Exercise: In the comment, change "open source" to "free software" and write out everything from "Some days I" down to "make it work.".

Reading text:
# # # # # # #
Posted Oct 9, 2014 7:13 UTC (Thu) by kleptog (subscriber, #1183) [Link] (3 responses)

> "rather than papering over problems, or adding yet another layer-of-fix on top of an underlying problem... he/they will do their best to fix things that are broken rather than allowing them to continue to be broken"

Some days I wish there were more of these kinds of people. At one point I read an article (which I can no longer find) which coined a term "broken API syndrome" or "fixed interface syndrome" or something like that.

Basically, there are situations where you're coding against an API which doesn't quite support one feature you need. And instead of looking behind the API (which you can because it's open source) and making a small fix/change there, you end up writing chunks of horrible fragile code on top of the API just to make it work.
# # # # # # #
[Excerpts of pointing data]
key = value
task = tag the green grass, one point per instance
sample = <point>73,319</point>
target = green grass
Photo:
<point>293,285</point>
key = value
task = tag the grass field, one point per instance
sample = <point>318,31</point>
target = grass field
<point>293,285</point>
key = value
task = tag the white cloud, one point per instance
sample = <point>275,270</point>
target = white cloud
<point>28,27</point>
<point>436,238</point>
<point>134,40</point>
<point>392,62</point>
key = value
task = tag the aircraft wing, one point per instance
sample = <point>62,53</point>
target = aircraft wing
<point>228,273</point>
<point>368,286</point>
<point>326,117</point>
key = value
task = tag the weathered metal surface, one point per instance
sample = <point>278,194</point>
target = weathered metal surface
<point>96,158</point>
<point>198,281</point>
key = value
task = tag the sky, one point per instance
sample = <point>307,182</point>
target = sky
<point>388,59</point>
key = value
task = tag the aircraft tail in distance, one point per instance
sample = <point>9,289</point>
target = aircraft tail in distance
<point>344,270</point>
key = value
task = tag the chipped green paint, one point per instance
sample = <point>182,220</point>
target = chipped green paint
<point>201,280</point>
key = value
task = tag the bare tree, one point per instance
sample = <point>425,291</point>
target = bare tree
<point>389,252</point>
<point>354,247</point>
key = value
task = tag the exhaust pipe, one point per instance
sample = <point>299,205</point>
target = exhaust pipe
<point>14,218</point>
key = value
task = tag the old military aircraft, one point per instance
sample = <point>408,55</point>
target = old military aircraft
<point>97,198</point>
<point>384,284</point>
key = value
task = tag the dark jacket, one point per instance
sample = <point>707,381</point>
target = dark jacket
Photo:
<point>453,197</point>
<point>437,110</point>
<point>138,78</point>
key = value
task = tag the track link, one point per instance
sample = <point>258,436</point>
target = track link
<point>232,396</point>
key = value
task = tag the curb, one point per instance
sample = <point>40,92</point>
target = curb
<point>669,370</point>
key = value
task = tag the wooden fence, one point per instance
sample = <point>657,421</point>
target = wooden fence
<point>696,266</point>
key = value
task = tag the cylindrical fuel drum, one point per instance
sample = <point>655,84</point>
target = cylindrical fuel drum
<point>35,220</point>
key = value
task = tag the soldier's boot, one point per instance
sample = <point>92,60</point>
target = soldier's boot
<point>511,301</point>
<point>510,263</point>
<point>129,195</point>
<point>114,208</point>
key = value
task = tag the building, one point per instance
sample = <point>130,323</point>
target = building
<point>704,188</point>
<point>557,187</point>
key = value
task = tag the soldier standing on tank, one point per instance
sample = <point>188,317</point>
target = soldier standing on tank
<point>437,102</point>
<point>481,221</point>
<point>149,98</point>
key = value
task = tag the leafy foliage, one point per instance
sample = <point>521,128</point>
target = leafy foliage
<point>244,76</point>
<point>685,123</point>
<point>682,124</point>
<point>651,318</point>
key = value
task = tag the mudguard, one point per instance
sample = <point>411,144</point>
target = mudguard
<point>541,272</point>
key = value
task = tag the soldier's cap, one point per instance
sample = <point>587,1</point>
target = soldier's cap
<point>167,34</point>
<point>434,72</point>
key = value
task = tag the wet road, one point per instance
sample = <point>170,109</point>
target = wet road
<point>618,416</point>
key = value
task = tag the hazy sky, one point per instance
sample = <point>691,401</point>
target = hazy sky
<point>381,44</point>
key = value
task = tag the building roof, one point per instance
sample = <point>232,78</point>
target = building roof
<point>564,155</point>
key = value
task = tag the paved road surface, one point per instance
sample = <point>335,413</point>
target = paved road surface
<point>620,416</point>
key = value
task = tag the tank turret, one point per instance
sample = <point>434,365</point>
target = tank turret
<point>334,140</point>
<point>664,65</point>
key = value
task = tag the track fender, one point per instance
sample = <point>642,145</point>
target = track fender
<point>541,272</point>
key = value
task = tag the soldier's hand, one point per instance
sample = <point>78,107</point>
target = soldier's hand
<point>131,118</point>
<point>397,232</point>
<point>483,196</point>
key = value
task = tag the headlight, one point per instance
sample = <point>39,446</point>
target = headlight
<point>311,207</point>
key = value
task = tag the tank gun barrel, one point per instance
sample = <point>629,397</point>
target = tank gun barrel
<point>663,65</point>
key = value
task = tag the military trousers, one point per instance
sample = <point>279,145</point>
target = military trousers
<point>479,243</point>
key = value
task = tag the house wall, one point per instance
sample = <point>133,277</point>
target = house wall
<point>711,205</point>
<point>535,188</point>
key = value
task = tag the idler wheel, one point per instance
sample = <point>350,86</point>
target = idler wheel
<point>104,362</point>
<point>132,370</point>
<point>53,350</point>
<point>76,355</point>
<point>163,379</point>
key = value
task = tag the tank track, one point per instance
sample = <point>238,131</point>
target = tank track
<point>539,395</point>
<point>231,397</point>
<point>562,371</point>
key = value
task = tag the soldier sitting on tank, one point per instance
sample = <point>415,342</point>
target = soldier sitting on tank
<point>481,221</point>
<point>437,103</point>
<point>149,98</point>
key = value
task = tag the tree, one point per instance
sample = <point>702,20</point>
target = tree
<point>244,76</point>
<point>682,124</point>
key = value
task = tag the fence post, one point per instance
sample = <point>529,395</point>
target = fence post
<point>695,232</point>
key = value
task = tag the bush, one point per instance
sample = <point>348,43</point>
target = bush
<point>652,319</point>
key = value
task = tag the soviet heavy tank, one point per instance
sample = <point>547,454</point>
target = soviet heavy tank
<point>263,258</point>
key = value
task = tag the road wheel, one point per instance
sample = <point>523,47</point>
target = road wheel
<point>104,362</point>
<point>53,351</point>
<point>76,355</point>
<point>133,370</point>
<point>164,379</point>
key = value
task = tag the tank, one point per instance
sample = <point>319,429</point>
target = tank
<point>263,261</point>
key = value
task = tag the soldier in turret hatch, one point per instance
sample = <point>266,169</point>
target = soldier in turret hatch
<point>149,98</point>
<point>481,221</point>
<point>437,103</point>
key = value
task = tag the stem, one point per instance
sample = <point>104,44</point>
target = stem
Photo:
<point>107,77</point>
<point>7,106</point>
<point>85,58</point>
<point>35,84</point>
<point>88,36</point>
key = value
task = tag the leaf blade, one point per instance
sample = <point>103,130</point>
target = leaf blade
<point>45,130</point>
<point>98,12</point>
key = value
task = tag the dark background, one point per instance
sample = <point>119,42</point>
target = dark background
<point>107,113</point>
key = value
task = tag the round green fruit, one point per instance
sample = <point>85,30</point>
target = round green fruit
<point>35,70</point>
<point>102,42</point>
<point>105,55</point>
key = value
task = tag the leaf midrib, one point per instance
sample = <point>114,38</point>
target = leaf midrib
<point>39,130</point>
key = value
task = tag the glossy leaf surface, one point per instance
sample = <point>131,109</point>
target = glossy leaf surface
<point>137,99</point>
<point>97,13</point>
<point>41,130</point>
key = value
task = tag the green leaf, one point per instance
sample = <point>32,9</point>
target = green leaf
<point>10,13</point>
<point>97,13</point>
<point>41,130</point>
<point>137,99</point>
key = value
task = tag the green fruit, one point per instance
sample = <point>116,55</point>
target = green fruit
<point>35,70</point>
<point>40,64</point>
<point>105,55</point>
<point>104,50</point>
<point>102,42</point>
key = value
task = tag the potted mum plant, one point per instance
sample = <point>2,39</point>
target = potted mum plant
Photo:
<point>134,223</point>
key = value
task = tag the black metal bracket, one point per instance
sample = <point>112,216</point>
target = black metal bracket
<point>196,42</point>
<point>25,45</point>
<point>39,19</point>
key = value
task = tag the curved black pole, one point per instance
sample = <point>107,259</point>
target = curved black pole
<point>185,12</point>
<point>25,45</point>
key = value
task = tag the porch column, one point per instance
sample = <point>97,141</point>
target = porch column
# # # # # # #
Correct result:
Some days I wish there were more of these kinds of people. At one point I read an article (which I can no longer find) which coined a term "broken API syndrome" or "fixed interface syndrome" or something like that.

Basically, there are situations where you're coding against an API which doesn't quite support one feature you need. And instead of looking behind the API (which you can because it's free software) and making a small fix/change there, you end up writing chunks of horrible fragile code on top of the API just to make it work.